■ **Source passage**:
----------------------------------------
From 1. above, we can begin to appreciate the ultimate objective of the prisoner release from the regime's standpoint.  We have cited the economics and the politics driving the train.  The regime may have a different point of view and if so, Gambians and the international community, especially the European Union and the United Nations would like to know.

2.  Why not a comprehensive list of names, DOB, addresses, crimes committed, classification (political vs criminal) and other relevant personal details not available to help in the accounting and identification of each and every prisoner.  Without an officially-sanctioned list with the personal details of every prisoner, there is no way proper accounting of those affected by the "pardon" scheme.

From 2. above, we can also begin to appreciate the importance of compiling a comprehensive list - an indispensable act of rudimentary accounting - for proper understanding of the purpose of the prisoner release scheme.
----------------------------------------
(Items from an annotation dataset)
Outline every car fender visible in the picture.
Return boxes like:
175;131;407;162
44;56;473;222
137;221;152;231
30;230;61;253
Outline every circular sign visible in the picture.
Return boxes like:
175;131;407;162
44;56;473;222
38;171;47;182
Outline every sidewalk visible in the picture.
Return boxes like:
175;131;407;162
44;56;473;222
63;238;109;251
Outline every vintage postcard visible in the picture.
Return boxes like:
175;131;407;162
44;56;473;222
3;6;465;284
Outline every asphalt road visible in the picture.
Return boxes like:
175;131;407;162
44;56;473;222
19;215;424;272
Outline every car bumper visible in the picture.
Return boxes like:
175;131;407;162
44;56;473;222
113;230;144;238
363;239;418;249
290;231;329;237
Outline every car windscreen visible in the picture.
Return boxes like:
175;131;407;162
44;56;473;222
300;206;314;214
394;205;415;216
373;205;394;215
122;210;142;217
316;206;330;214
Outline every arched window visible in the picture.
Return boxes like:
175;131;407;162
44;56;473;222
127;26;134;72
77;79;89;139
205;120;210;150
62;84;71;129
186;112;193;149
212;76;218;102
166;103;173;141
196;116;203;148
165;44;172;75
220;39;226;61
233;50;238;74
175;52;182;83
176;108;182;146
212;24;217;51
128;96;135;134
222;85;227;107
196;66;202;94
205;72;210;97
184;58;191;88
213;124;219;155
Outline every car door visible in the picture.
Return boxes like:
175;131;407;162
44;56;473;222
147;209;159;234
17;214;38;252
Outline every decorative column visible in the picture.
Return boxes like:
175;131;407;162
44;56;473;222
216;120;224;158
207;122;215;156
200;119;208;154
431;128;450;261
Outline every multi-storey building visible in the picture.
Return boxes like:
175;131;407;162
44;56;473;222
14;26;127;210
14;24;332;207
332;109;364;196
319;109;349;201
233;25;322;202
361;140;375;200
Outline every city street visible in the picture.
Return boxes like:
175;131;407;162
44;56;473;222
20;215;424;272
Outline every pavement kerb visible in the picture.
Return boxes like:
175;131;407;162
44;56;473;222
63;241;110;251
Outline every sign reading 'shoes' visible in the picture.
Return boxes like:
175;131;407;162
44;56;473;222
----------------------------------------
■ **The problem**:
Answer these about the passage on the prisoner release:
1. Which two international bodies does it name as wanting to know the regime's point of view?
2. What two classifications of prisoners does it want the list to record?
3. How does it describe the act of compiling a comprehensive list?

■ **Finished exercise**:
1. The European Union and the United Nations.
2. Political and criminal.
3. As an indispensable act of rudimentary accounting.